Exercice proposé A:
Recopiez mot pour mot le passage de la critique du film The Wrestler qui commence par les mots contenant « The Wrestler, le » et se termine par « de Mickey Rourke. ».

Texte proposé:

□ □ □

The Wrestler, de Darren Aronofsky * * * * *

The Wrestler, le nouveau film de Darren Aronofsky, est de ces films qui bouleversent aussi bien le corps et l’âme et qu’il est souvent difficile – voire impossible – d’oublier. La projection de ce film transcende rapidement l’expérience visuelle et sonore pour atteindre l’expérience sensorielle. On retient son souffle du début à la fin. Et lorsque les lumières se rallument, on se retrouve groggy, comme écrasé par le poids de Mickey Rourke.

Mickey Rourke. Le retour du mythe. 22 ans après 9 semaines ½ (Adrian Lyne), il revient. Après les opérations, la boxe, l’alcool. Après le désamour et l’oubli de la profession. Il est là. Défiguré, méconnaissable, mais vivant et plus talentueux que jamais. Le parcours de Randy « The Ram » (le bélier) Robinson, le héros du film qu’il incarne, résonne étrangement avec l’itinéraire de l’acteur. Catcheur vedette des années 80, vingt ans plus tard Randy mène une existence minable. Il traine sa carcasse abîmée de son boulot dans un supermarché à des piteux galas de catch le week-end. Il est seul, incapable de s’occuper de sa fille, vaguement amoureux d’une strip-teaseuse. Aronofsky a-t-il choisi Rourke pour ses ressemblances avec le personnage ou pour son talent d’acteur ? Peu importe. On s’en moque. C’était le meilleur choix possible. Mais Aronofsky ne voue pas un culte à son acteur, bien au contraire. Il le filme tel qu’il est, dans toute sa laideur. Il s’attarde sur les marques laissées par les coups sur son corps. Randy n’est pas un héros. Rourke non plus. Le ton est donné dès l’affiche du film. La tête basse, le visage enfoui sous une chevelure platine, Randy/Rourke semble porter tout le poids de son malheur sur les épaules. Les premiers plans du film agissent également comme un pied de nez au spectateur trop impatient de revoir l’acteur après des années d’absence. Durant de longues minutes il est filmé uniquement de dos, en caméra épaule. La tension est palpable. Et soudain, son visage apparaît. Et le choc est rude ! Mais Rourke tient la route. Du début à la fin, présent dans presque tous les plans, il habite l’écran. Des violents combats de catch à son déchirant mea culpa à sa fille. Il est de ces – rares – acteurs qui ont une véritable aura. De ces génies qui sont capables de tout jouer, sans trop en faire, sans que ça se voie. De ces « gueules cassées » du cinéma qui prennent la lumière mieux que n’importe quel minet qui fait hurler les jeunes filles en fleur.

□ □ □

Données de l'exercice:
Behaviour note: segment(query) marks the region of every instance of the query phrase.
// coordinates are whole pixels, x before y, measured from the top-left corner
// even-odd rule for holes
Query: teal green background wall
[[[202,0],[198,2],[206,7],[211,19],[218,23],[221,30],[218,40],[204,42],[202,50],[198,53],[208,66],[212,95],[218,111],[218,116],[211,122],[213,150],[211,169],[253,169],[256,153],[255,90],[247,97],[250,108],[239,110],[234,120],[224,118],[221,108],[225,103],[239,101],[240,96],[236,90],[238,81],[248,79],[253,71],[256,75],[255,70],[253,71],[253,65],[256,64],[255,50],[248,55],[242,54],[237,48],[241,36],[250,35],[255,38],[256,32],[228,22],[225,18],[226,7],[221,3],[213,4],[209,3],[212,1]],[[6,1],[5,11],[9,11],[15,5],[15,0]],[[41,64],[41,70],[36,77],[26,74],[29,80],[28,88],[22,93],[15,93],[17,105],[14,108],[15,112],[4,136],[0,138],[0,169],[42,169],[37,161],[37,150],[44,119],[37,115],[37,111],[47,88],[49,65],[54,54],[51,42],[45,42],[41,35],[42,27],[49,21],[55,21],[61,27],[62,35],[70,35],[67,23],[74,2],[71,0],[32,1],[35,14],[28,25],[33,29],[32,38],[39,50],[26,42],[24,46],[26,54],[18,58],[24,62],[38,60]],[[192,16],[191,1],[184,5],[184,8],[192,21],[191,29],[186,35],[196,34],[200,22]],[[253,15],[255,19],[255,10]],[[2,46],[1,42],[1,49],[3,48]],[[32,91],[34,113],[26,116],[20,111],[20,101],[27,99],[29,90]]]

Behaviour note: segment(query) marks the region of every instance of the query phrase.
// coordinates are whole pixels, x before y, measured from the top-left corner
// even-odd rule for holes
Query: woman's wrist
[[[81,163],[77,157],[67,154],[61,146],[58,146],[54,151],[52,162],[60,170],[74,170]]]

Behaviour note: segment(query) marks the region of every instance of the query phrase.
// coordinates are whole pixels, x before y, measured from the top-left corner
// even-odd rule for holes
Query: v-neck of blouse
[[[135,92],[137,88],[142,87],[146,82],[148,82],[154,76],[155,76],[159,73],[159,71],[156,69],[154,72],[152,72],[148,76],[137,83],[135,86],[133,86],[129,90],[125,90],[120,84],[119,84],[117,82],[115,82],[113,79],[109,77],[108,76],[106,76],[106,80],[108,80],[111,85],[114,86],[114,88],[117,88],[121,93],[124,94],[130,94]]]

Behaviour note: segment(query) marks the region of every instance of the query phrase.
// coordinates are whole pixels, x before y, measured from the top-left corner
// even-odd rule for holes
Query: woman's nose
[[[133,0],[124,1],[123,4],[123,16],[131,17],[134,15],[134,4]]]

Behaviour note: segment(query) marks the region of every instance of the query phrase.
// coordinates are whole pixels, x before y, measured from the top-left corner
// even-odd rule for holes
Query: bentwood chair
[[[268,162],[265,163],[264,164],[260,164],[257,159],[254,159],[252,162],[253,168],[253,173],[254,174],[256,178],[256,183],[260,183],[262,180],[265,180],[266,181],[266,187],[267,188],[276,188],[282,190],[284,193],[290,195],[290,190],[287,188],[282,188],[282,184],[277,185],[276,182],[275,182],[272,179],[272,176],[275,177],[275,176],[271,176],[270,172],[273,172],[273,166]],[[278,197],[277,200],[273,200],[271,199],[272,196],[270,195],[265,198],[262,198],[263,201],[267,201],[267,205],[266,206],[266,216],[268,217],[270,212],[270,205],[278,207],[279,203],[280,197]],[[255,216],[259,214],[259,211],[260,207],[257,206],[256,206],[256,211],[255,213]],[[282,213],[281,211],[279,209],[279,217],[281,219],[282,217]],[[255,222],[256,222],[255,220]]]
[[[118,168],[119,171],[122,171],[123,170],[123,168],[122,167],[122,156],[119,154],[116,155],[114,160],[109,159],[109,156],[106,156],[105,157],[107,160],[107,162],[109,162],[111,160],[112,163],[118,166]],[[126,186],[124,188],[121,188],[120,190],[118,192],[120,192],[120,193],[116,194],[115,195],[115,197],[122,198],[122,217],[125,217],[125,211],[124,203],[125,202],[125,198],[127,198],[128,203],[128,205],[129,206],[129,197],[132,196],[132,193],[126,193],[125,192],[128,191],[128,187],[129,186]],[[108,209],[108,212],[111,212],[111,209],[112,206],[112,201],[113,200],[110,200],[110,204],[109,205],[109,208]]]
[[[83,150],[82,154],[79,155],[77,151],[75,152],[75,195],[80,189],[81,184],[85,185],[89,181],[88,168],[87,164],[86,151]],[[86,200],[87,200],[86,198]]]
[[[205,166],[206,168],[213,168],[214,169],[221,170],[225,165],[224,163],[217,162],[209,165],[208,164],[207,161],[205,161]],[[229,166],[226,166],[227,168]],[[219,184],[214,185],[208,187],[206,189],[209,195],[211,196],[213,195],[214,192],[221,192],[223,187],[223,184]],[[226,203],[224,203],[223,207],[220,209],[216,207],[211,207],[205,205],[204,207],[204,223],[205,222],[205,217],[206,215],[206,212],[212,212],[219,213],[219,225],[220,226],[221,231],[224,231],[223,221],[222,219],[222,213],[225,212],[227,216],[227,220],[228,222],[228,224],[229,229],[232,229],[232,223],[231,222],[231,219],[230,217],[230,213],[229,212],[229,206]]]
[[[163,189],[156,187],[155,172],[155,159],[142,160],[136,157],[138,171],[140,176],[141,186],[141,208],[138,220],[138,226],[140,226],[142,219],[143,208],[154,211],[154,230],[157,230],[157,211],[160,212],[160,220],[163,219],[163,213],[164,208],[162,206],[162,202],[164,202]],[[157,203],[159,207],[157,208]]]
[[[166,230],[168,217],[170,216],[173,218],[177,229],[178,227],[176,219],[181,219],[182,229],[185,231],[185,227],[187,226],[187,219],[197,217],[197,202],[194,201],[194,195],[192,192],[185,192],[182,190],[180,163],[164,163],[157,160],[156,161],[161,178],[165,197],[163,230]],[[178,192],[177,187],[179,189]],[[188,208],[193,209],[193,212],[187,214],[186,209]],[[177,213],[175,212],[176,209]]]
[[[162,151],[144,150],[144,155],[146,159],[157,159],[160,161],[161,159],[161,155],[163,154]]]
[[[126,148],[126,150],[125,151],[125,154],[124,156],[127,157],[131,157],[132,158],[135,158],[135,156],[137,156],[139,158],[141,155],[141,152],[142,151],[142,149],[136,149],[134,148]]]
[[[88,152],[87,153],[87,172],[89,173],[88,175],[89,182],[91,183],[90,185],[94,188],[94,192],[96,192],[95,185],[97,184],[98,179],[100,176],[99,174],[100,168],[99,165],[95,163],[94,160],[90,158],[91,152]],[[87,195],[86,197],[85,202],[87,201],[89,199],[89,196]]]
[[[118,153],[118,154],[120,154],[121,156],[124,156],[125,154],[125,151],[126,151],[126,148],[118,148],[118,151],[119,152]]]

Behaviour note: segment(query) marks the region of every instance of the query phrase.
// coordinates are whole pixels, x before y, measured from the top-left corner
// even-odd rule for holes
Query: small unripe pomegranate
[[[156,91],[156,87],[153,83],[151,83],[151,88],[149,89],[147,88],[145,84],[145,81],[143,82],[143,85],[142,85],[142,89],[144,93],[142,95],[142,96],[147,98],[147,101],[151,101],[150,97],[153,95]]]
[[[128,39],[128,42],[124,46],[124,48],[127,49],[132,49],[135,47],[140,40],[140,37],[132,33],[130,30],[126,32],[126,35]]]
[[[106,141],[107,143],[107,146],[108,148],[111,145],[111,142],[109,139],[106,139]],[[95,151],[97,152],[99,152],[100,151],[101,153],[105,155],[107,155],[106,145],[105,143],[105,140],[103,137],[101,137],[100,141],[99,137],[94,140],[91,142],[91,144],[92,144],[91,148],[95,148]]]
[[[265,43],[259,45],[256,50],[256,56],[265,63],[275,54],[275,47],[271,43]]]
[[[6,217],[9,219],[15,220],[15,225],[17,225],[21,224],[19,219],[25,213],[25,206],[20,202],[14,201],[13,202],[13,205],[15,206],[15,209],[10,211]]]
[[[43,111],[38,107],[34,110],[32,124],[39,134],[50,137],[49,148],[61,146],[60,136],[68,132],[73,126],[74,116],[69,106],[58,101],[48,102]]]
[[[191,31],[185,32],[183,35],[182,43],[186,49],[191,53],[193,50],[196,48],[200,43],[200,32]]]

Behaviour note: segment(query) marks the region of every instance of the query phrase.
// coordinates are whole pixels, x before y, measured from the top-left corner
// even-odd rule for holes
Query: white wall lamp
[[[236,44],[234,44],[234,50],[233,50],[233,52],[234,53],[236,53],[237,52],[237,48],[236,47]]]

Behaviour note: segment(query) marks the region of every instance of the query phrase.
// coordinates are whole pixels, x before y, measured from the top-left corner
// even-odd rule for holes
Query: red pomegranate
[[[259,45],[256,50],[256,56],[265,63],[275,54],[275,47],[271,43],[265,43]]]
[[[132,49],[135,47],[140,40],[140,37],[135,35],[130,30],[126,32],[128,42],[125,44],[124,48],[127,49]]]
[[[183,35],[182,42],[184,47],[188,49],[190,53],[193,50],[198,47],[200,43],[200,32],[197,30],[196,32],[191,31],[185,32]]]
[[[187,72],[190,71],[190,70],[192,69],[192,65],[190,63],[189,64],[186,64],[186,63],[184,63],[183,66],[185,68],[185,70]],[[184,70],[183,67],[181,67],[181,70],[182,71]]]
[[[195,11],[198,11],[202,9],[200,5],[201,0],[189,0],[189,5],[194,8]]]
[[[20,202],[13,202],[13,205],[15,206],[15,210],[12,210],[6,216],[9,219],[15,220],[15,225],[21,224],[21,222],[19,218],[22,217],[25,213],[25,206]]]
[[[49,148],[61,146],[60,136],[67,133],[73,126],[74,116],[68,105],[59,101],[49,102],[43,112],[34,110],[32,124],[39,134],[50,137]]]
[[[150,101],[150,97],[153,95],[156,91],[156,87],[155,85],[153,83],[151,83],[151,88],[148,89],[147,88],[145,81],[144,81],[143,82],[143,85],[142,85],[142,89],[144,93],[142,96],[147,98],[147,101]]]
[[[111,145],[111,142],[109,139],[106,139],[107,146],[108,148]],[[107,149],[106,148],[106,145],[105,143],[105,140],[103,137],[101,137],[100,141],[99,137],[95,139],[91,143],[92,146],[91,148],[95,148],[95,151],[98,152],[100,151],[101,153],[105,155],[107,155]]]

□ □ □

Exercice proposé B:
Citez à l'identique les lignes des enregistrements ci-dessus, depuis leur toute première ligne jusqu'à la ligne contenant « Query: teal green background wall », les deux bornes comprises, et rien d'autre.

Corrigé de l'exercice A:
The Wrestler, le nouveau film de Darren Aronofsky, est de ces films qui bouleversent aussi bien le corps et l’âme et qu’il est souvent difficile – voire impossible – d’oublier. La projection de ce film transcende rapidement l’expérience visuelle et sonore pour atteindre l’expérience sensorielle. On retient son souffle du début à la fin. Et lorsque les lumières se rallument, on se retrouve groggy, comme écrasé par le poids de Mickey Rourke.

Corrigé de l'exercice B:
Behaviour note: segment(query) marks the region of every instance of the query phrase.
// coordinates are whole pixels, x before y, measured from the top-left corner
// even-odd rule for holes
Query: teal green background wall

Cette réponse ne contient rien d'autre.